* _DATASET EXCERPTS_:
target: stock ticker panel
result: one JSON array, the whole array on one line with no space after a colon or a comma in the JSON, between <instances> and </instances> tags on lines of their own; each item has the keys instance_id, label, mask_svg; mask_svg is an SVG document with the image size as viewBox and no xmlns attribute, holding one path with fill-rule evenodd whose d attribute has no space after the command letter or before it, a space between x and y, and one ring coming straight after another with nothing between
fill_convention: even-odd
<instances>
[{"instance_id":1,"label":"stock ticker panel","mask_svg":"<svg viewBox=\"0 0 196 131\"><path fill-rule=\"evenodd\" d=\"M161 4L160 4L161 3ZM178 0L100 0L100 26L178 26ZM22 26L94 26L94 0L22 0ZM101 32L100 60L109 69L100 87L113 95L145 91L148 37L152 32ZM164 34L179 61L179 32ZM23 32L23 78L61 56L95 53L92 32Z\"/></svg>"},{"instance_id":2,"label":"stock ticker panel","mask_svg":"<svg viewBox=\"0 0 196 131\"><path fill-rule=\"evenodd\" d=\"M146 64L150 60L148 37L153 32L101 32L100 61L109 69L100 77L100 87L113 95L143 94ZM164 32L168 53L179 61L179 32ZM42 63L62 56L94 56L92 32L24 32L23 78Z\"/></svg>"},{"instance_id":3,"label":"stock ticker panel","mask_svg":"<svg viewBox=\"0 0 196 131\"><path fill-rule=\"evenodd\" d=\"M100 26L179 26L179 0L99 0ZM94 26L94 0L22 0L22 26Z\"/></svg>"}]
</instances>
...
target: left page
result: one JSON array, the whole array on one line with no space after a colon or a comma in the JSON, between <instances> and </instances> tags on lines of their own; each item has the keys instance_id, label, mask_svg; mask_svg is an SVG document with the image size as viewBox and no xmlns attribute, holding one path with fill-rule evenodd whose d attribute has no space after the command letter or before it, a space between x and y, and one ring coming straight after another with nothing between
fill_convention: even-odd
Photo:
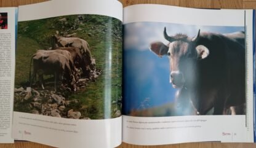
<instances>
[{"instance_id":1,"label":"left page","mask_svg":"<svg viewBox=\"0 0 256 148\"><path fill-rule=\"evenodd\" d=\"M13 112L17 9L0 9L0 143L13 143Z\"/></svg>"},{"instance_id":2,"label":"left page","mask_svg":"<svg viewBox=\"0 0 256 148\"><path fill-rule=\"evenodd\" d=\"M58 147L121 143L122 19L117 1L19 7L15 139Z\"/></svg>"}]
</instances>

* _WRITTEN EXERCISE_: Count the lines in the data above that contain the string "target", with case counting. Reply with the number only.

* _CORRECT ANSWER_: 2